What to produce: Reproduce the records below word for word, from the first to the last, but omit the pictures.

Point labeling data based on photos:
________________
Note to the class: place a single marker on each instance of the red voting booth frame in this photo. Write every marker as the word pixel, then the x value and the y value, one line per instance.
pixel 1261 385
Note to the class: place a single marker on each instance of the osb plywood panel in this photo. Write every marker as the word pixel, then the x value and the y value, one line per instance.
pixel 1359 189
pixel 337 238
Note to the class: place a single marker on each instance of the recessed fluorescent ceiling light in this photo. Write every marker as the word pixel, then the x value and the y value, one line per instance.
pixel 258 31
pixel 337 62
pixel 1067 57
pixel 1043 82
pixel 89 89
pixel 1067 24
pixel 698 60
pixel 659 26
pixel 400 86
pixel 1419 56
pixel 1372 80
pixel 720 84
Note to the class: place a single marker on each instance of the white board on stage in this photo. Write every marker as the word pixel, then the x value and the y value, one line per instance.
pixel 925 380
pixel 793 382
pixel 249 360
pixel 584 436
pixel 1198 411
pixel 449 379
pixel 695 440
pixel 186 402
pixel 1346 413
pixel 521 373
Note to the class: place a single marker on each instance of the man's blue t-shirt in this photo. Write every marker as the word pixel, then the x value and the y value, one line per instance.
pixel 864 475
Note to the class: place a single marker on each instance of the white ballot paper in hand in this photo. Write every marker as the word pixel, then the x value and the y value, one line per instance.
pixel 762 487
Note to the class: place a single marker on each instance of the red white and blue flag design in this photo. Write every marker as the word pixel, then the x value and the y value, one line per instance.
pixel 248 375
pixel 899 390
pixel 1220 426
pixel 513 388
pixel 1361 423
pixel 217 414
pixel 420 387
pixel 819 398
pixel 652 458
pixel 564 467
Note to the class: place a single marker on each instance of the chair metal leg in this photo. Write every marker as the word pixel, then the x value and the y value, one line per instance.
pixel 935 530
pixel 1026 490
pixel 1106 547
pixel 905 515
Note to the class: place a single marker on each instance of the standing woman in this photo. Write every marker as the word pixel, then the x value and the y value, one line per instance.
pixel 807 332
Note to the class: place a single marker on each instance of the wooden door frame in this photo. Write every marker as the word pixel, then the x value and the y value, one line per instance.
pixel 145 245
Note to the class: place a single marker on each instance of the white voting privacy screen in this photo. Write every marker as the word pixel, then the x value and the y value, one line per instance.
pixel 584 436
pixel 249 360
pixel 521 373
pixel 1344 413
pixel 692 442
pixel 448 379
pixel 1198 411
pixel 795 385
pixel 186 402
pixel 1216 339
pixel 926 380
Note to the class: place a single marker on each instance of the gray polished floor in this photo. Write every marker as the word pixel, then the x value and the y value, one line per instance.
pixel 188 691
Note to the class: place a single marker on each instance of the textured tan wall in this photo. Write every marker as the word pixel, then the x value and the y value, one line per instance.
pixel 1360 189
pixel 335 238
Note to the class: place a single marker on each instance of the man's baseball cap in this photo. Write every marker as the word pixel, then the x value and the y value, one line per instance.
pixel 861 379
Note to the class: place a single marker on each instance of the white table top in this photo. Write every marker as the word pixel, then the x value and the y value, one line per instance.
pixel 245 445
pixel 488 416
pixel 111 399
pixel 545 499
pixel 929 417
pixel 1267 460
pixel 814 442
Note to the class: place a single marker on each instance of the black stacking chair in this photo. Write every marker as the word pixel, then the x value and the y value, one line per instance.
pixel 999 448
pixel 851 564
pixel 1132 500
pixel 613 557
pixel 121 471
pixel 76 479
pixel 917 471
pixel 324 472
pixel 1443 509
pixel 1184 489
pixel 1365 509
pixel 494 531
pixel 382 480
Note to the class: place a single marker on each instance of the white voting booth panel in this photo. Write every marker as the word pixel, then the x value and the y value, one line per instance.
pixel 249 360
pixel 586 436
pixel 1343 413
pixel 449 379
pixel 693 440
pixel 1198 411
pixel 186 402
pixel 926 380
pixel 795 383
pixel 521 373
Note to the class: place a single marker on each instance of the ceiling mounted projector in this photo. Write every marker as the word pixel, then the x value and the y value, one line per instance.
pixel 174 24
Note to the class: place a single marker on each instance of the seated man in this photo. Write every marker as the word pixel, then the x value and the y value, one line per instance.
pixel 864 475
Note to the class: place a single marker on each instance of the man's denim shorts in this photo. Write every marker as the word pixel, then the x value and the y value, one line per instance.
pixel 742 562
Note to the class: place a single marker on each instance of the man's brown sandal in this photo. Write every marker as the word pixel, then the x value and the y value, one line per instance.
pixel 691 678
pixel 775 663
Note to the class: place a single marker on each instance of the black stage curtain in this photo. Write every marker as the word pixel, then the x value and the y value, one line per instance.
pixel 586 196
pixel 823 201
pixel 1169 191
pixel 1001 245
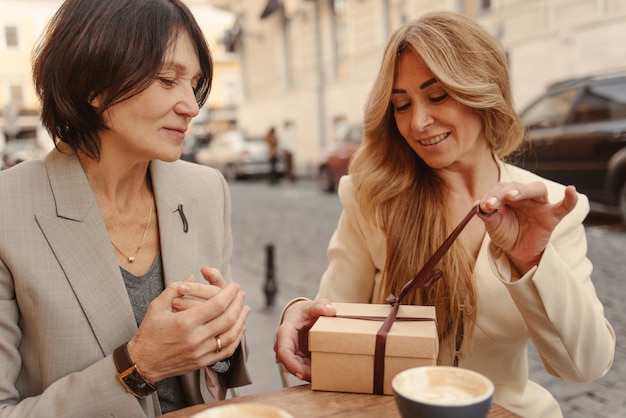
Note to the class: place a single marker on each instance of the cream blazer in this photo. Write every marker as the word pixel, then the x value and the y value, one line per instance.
pixel 554 305
pixel 63 304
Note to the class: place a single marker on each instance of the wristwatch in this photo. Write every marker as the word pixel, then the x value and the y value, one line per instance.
pixel 129 375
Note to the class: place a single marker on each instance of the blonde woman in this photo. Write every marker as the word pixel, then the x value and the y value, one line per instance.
pixel 439 123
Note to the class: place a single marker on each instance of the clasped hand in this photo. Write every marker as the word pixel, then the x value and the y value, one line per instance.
pixel 180 330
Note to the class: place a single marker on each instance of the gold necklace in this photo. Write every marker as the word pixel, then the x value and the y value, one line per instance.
pixel 132 258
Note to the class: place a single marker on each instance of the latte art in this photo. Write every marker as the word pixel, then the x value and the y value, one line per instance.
pixel 448 395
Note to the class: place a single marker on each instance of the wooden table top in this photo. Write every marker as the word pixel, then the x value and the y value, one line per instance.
pixel 302 402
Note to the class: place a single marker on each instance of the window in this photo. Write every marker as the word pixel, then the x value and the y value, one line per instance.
pixel 602 102
pixel 340 35
pixel 10 36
________________
Exercise result:
Note to the class: place a single marker on each instance of the red voting booth frame in this photo. Write every marker as the word pixel, then the x value and the y value, one line per instance.
pixel 1261 385
Note to the class: place a single marker on each instance of the osb plywood panel in this photo. Write every marker as the word pixel, then the x value and the y value, one line per instance.
pixel 1359 189
pixel 337 238
Note to the class: place a single marker on each instance of the recessed fluorescent ceiling light in this photo. Write every marker as the word pixel, then the x value and the y value, one line per instance.
pixel 258 31
pixel 337 62
pixel 1067 57
pixel 1043 82
pixel 89 89
pixel 1067 24
pixel 698 60
pixel 659 26
pixel 400 86
pixel 1419 56
pixel 1372 80
pixel 720 84
Note to the class: place a single marker on each instance of the white board on stage in this photo. Write every marker as the word pixel, then the x value and the y value, one line per instance.
pixel 925 380
pixel 793 382
pixel 249 360
pixel 584 436
pixel 1198 411
pixel 449 379
pixel 695 440
pixel 186 402
pixel 1346 413
pixel 521 373
Note to the class: place a single marker on each instance of the man's blue t-shirt in this photo. Write every marker as the word pixel, then the x value and the y value, one line per instance.
pixel 864 475
Note to the class: place a single marker on each instance of the white ballot paper in hand in this photo. Write every marker as the word pixel, then the x value and the y value, one line per instance.
pixel 762 487
Note to the class: place a single marker on each instance of the red white and blue flag design in this photo. Write every marker as the word pixel, then the x value and the y value, one line per instance.
pixel 248 375
pixel 899 390
pixel 1220 426
pixel 513 388
pixel 1361 423
pixel 217 414
pixel 420 387
pixel 819 398
pixel 652 458
pixel 564 467
Note to the class: place a single marker on each instance of the chair metal leg in this photo. Write every marker as the word pixel, then the x value and the y value, one line per instance.
pixel 935 530
pixel 1026 490
pixel 1106 547
pixel 905 515
Note to the class: place a single marker on each instance of the standing woman in this photo. Write every marker as the word pixel, then the x value and the y value, one line per instance.
pixel 807 332
Note to the class: place a single marker on each instance of the wooden door frame in this photo. Write every marker as the word pixel, then the x value and the y value, one line per instance.
pixel 145 245
Note to the class: place a single marker on each instance of the white voting privacy screen in this photo. Write every marker as the word pixel, then the x value and the y value, one line per instance.
pixel 584 436
pixel 249 360
pixel 521 373
pixel 1344 413
pixel 692 442
pixel 448 379
pixel 1198 411
pixel 795 385
pixel 186 402
pixel 1216 339
pixel 926 380
Note to the class: place a single marker on each instance of the gray polished floor in this photo. Write every marker as the word pixel, then the x value and the y value, one line per instance.
pixel 188 691
Note to the class: place a single marker on each instance of the textured tan wall in this photo. Write every marker as the word pixel, then the x value and the y value, one line per instance.
pixel 1360 189
pixel 335 238
Note to the class: place a single marker on each instance of the man's baseball cap in this photo. Write every marker as the word pixel, then the x value and the y value, one line per instance.
pixel 861 379
Note to the class: place a single marker on each instance of the white table top in this photo. Write every marker as the word pixel, then the x value and the y value, one line per instance.
pixel 245 445
pixel 488 416
pixel 111 399
pixel 545 499
pixel 929 417
pixel 1267 460
pixel 814 442
Note to the class: place a single marker on each instance of the black stacking chair in this photo. Write every marker as the word pixel, then the x value and the y value, one line per instance.
pixel 999 448
pixel 851 564
pixel 1132 500
pixel 613 557
pixel 121 471
pixel 76 479
pixel 917 471
pixel 324 472
pixel 1443 509
pixel 1184 489
pixel 1365 509
pixel 494 531
pixel 382 480
Note to the class: place a single marker on each instance of the white voting booth panel in this photo. Write every marker as the word pixel, then the x value and the y value, one line per instance.
pixel 249 360
pixel 586 436
pixel 1343 413
pixel 449 379
pixel 693 440
pixel 1198 411
pixel 186 402
pixel 926 380
pixel 795 383
pixel 521 373
Note to the class: place a single marker on each instance of the ceiling mounted projector in this photo. Write every marker as the word pixel, then the x value and the y value, one line per instance.
pixel 174 24
Note to the class: place a single marker on each instance of the seated man in this photo. Write every marker as the word pixel, then the x value and the y value, one line per instance.
pixel 864 475
Note to the class: place a single marker on each instance of the man's denim shorts in this photo. Write every marker as the word pixel, then the x value and the y value, one line per instance.
pixel 742 562
Note to the class: place a single marker on each instance of the man's brown sandal in this photo. Write every marker as the word pixel, then the x value and the y value, one line per instance.
pixel 691 678
pixel 775 663
Note to the class: place a single marker on each instance of the black stage curtain in this photo. Write every marker as the word pixel, then the x value and the y value, one line per instance.
pixel 586 196
pixel 823 201
pixel 1169 191
pixel 1001 245
Note to the class: place a single marker on each instance of the cream blazer in this photo. Write every marker as the word pixel, then the x value and the y value, one line per instance.
pixel 554 305
pixel 63 304
Note to the class: place a single marker on each instance of the wristwatch in this photo. Write every marker as the word pixel, then the x value and the y value, one line per instance.
pixel 129 375
Note to the class: place a single marker on each instance of the blonde woman in this photo. Write every marker as the word pixel, then the x value and the y value, one line per instance.
pixel 439 123
Note to the class: place a single marker on each instance of the clasped hand in this photo. Write every marker as the word pixel, then the x value and the y value, one line per instance.
pixel 180 330
Note to the class: place a single marker on each instance of the gold necklace in this photo. Write every marker as the word pixel, then the x value and the y value, one line per instance.
pixel 132 258
Note to the class: place a single marker on each instance of the latte art in this photo. Write every marker as the word pixel, then the x value and the y value, one line per instance.
pixel 448 395
Note to the class: place a single marker on each instance of the wooden table top in this photo. Write every marker as the word pixel, then the x value and the y value, one line per instance.
pixel 302 402
Note to the class: place a single marker on each instance of the window in this photo. Write every marker as the word pixel, then the x value and the y value, one line per instance.
pixel 602 102
pixel 340 35
pixel 10 36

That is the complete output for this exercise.